* _Problem to work on_: Copy out, unchanged, the part of the items that opens with the line containing "One point marks each instance of the conifer" and runs through the end of the items, including both ends.

* _Given data_:
++++
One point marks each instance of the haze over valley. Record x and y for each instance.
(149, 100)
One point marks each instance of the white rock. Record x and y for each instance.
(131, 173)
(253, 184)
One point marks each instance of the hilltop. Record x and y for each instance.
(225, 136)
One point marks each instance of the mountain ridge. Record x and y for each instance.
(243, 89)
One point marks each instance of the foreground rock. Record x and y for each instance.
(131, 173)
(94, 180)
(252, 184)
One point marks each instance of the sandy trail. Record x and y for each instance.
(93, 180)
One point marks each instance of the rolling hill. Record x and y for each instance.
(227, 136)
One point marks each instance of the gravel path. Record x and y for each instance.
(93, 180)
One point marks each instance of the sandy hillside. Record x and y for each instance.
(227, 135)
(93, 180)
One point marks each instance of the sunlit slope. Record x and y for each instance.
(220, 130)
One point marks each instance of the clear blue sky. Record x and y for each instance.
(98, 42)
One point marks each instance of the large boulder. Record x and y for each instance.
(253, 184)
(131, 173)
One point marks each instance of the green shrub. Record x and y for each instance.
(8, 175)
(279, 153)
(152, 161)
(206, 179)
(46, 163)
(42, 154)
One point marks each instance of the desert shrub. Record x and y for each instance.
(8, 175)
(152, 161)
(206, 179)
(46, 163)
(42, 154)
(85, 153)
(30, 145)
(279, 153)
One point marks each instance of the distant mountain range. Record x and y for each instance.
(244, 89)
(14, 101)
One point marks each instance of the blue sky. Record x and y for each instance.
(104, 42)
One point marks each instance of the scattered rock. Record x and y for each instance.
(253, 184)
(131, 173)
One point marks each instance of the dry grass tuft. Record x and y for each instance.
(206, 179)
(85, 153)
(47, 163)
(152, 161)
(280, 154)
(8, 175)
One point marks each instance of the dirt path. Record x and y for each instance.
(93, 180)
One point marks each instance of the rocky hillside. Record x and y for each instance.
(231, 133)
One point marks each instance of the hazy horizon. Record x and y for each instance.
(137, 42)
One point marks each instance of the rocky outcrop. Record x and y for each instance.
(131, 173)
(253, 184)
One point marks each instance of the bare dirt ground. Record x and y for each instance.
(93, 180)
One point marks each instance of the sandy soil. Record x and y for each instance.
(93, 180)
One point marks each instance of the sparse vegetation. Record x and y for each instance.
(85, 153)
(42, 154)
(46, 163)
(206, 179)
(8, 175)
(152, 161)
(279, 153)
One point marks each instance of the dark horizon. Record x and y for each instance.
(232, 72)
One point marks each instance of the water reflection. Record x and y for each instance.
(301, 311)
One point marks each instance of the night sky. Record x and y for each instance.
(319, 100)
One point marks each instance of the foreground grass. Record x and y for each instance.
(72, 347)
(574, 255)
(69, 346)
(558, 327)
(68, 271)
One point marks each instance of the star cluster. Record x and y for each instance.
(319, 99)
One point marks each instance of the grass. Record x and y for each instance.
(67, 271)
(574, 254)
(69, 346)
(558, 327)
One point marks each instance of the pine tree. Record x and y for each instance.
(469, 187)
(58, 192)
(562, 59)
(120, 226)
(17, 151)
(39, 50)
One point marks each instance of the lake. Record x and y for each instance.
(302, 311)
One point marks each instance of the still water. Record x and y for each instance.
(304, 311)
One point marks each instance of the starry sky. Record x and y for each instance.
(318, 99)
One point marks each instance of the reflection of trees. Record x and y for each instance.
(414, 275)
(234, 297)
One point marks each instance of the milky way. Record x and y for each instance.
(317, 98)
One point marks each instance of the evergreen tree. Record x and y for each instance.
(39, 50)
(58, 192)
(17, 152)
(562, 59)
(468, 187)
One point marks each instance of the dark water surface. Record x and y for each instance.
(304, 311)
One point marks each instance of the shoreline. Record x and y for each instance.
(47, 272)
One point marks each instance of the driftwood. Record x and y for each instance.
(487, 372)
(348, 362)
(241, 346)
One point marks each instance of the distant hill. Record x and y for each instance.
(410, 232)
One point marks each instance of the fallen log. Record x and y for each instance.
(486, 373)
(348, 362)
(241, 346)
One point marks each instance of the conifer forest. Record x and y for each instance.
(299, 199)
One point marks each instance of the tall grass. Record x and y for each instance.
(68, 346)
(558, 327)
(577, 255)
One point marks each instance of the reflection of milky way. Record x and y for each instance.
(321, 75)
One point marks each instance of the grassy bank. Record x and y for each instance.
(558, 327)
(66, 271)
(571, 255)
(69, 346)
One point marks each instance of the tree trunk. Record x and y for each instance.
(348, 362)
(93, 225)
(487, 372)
++++
* _Output of the exercise_:
One point marks each instance of the conifer forest. Record x and y for each instance.
(299, 199)
One point marks each instance of the tall grass. Record x and y for each instance.
(68, 346)
(558, 327)
(577, 255)
One point marks each instance of the reflection of milky way. Record x and y for each instance.
(321, 75)
One point marks each instance of the grassy bank. Record x and y for each instance.
(558, 327)
(66, 271)
(571, 255)
(69, 346)
One point marks each instance of the tree trunk. Record x and y for each instance.
(348, 362)
(93, 225)
(487, 372)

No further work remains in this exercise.